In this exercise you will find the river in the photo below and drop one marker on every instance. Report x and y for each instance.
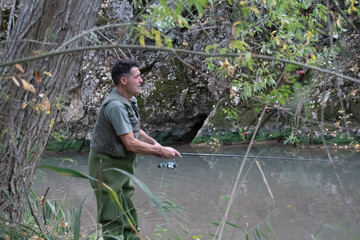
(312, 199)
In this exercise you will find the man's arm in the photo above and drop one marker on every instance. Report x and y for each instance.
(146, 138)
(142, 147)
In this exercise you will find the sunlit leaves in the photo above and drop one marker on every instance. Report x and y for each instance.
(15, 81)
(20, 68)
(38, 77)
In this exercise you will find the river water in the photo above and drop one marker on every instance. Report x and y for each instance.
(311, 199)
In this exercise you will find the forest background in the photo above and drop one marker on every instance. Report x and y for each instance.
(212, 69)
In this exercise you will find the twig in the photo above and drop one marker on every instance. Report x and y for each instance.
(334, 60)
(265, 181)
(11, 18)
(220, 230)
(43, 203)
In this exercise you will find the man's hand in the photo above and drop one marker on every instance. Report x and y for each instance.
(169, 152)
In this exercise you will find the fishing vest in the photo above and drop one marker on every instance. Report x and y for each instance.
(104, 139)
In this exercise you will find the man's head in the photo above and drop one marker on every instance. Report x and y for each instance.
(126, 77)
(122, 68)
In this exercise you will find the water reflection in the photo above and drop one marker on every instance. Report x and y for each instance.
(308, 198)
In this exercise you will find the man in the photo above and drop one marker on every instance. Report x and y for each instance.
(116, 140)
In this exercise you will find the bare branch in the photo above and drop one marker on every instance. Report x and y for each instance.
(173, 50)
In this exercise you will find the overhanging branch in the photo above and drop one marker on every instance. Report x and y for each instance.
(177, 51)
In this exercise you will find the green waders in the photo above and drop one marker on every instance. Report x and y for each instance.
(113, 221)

★ ★ ★ ★

Task to complete » Convert the records above into a JSON list of strings, with one string for each line and no blank lines. Leave the pictures out of the list.

Solution for this problem »
[
  "In this exercise you will find the river in the photo below and drop one marker on every instance. Report x and y for each instance.",
  "(312, 199)",
  "In this exercise you will find the man's arm in the photo above and drop one marker on every instance. Report x and y for each instance.",
  "(146, 138)",
  "(142, 147)",
  "In this exercise you will find the sunlit leaves in the photo above and drop one marker on every instance. Report x and y for each instance.",
  "(15, 81)",
  "(20, 68)",
  "(38, 77)",
  "In this exercise you will find the river water in the photo above and drop one marker on every instance. Report x and y for each instance.",
  "(311, 199)",
  "In this exercise you will find the forest background in the photo above and drop one marker on every instance. Report x and y for each instance.",
  "(212, 69)",
  "In this exercise you will find the twig in the photo above and drop one marker on every instance. Report x and y for each instance.",
  "(334, 60)",
  "(265, 181)",
  "(11, 18)",
  "(220, 230)",
  "(43, 203)",
  "In this exercise you will find the man's hand in the photo above and drop one marker on every instance. Report x and y for each instance.",
  "(169, 152)",
  "In this exercise you will find the fishing vest in the photo above and drop one marker on every instance. Report x and y for each instance.",
  "(104, 139)",
  "In this exercise you will find the man's head in the photo above and drop one marker on every instance. Report x and y for each instance.",
  "(126, 77)",
  "(122, 68)",
  "In this exercise you will find the water reflection in the photo above and drop one marker on every instance. Report x and y for each instance.",
  "(308, 198)",
  "In this exercise you will find the man in the photo above and drop one marker on every instance. Report x and y for each instance.",
  "(116, 140)",
  "In this exercise you will find the bare branch in the photo above and drop one marker on every instance. Report x and y for each instance.",
  "(173, 50)",
  "In this exercise you will find the overhanging branch in the photo above and drop one marker on every instance. Report x and y for each instance.",
  "(177, 51)",
  "In this exercise you will find the green waders in the photo above and drop one marker on every instance. Report x and y for each instance.",
  "(113, 221)"
]